*** Opening Data provided ***
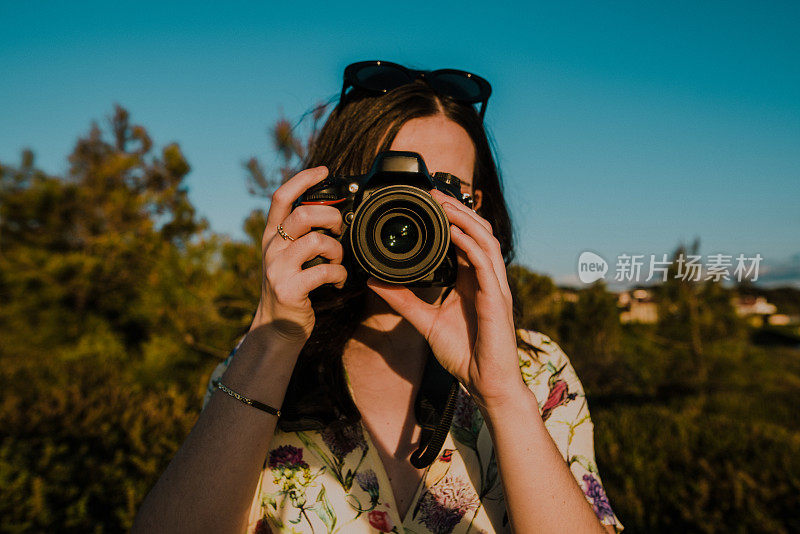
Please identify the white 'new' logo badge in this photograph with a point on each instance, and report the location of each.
(591, 267)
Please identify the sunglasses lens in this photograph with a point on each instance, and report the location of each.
(381, 77)
(459, 86)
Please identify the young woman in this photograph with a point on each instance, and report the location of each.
(345, 373)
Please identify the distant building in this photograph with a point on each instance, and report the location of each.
(756, 310)
(747, 305)
(637, 306)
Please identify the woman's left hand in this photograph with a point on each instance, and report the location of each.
(472, 332)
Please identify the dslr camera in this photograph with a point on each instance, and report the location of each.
(393, 228)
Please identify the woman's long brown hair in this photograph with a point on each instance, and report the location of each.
(356, 130)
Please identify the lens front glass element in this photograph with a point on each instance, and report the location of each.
(399, 235)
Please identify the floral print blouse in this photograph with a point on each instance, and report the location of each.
(334, 481)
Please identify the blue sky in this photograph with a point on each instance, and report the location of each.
(621, 127)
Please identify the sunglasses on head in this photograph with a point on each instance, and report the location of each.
(383, 76)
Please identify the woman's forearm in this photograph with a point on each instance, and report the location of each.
(209, 484)
(540, 492)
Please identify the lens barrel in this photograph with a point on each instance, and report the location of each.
(400, 234)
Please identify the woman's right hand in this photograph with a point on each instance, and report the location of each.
(284, 306)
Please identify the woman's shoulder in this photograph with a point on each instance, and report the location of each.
(541, 358)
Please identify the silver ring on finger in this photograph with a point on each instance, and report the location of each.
(283, 233)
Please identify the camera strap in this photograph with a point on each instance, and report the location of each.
(433, 408)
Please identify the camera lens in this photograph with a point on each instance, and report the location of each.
(399, 234)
*** Closing Data provided ***
Activity —
Output the records exactly. Drop the images.

Response to this task —
Please identify the white 'new' logo badge in this photograph with a point on each instance, and report the location of each.
(591, 267)
Please identify the sunglasses lens in this photograph with a point on each instance, and report the location of each.
(381, 77)
(459, 86)
Please identify the young woman in this photograph with a point on each instance, and report the location of each.
(345, 373)
Please identify the distant building in this photograph with a point on each instance, and report the location of each.
(756, 310)
(747, 305)
(637, 306)
Please identify the woman's left hand in this photograph with a point on each instance, and report the location of each.
(472, 332)
Please identify the dslr camera in this photograph with a point on each instance, and report the location of each.
(393, 228)
Please identify the woman's long brown hair in this photograph with a point on each instance, and report the location of each.
(356, 130)
Please identify the lens front glass element in this photograph with a point on each instance, and report the location of each.
(399, 235)
Please identify the floral print blouse in this photograph with a point on each instance, and report the location of each.
(334, 481)
Please identify the blue sky in this photograph with a point on each instance, and report the location of each.
(621, 127)
Please identify the sunglasses on head in this photograph with a point on each instance, and report the location of each.
(383, 76)
Please identify the woman's forearm in this photograph with a point on each instance, and report the location of each.
(209, 484)
(540, 492)
Please identify the lens barrel in this photograph with a point on each instance, and report the location of each.
(400, 234)
Please identify the woman's right hand in this photograph with a point on each instance, and report the location of each.
(284, 306)
Please identify the woman's shoulder in this photograph with a point on each instance, and report the location of each.
(541, 358)
Please identify the silver ring on finger in this photograph with a point on each instance, and report the location of each.
(283, 233)
Please identify the camera strap in this photograph with a point on each instance, and report the location of each.
(433, 408)
Please identify the camera lens in this photograph with a point on each instance, and report the location of each.
(399, 234)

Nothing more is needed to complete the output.